A data block:
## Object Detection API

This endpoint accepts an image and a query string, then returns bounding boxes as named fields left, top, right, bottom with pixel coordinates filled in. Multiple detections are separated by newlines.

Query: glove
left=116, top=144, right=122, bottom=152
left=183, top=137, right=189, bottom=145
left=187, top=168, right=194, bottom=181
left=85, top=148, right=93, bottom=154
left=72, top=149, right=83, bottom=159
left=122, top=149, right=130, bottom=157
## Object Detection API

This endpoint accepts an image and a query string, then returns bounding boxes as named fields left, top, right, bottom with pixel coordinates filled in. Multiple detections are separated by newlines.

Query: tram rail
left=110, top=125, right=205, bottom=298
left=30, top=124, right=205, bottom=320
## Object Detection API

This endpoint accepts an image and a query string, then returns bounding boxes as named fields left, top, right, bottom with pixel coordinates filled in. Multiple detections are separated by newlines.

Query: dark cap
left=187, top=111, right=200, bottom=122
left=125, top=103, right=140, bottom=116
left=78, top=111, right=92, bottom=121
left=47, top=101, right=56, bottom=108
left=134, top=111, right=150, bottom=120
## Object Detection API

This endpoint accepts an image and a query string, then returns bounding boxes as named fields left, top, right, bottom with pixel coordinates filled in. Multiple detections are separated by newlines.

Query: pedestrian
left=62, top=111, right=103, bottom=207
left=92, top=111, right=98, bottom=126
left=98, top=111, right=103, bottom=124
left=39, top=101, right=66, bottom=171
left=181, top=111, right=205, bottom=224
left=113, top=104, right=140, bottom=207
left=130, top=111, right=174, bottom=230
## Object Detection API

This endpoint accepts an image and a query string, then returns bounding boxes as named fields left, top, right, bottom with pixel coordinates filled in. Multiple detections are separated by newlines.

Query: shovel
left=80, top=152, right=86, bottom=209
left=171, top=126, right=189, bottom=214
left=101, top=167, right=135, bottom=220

TASK REQUIREMENTS
Reproduce every line of the material above unchanged, except scale each pixel coordinate in the bounding boxes by 2.4 and round it to a whole number, with halves rounded up.

COMPLETED TASK
## Object Detection API

This endpoint accepts an image and a query string, then returns bounding boxes as named fields left, top, right, bottom with pixel coordinates filled in. Multiple detections are separated by newlines.

Query: glove
left=278, top=346, right=293, bottom=365
left=439, top=329, right=454, bottom=348
left=449, top=403, right=466, bottom=434
left=204, top=355, right=223, bottom=370
left=173, top=358, right=199, bottom=382
left=293, top=358, right=312, bottom=377
## Object Detection API

This endpoint accepts an image and a query string, then returns bounding boxes as named fields left, top, right, bottom with pixel coordinates filled in. Multiple detections are separated by newlines.

Query: tram rail
left=264, top=300, right=492, bottom=715
left=72, top=298, right=492, bottom=768
## Object Detection API

This endpoint accepts an image and a query string, then returns bounding boxes as named fields left, top, right, bottom with pixel coordinates filled in. Multiple detections are separated by newlines.

Query: dark cap
left=449, top=266, right=480, bottom=293
left=300, top=247, right=336, bottom=278
left=187, top=266, right=221, bottom=290
left=113, top=242, right=134, bottom=259
left=322, top=266, right=360, bottom=288
## Object Detection API

This endpoint accepts an image and a query string, then returns bounding boxes as named fields left, top, right, bottom with pixel coordinates filled in. Multiple detections are separated by newlines.

Query: pedestrian
left=149, top=266, right=247, bottom=497
left=221, top=266, right=235, bottom=302
left=235, top=266, right=247, bottom=298
left=94, top=242, right=158, bottom=410
left=434, top=266, right=492, bottom=538
left=271, top=250, right=336, bottom=497
left=312, top=266, right=418, bottom=552
## Object Detection API

This endpoint accepts an image and a query string, then returns bounding boxes as named fields left, top, right, bottom with pixel coordinates filled in. Multiple detections are separated by newlines.

Query: shovel
left=192, top=365, right=206, bottom=502
left=410, top=302, right=454, bottom=514
left=242, top=401, right=324, bottom=528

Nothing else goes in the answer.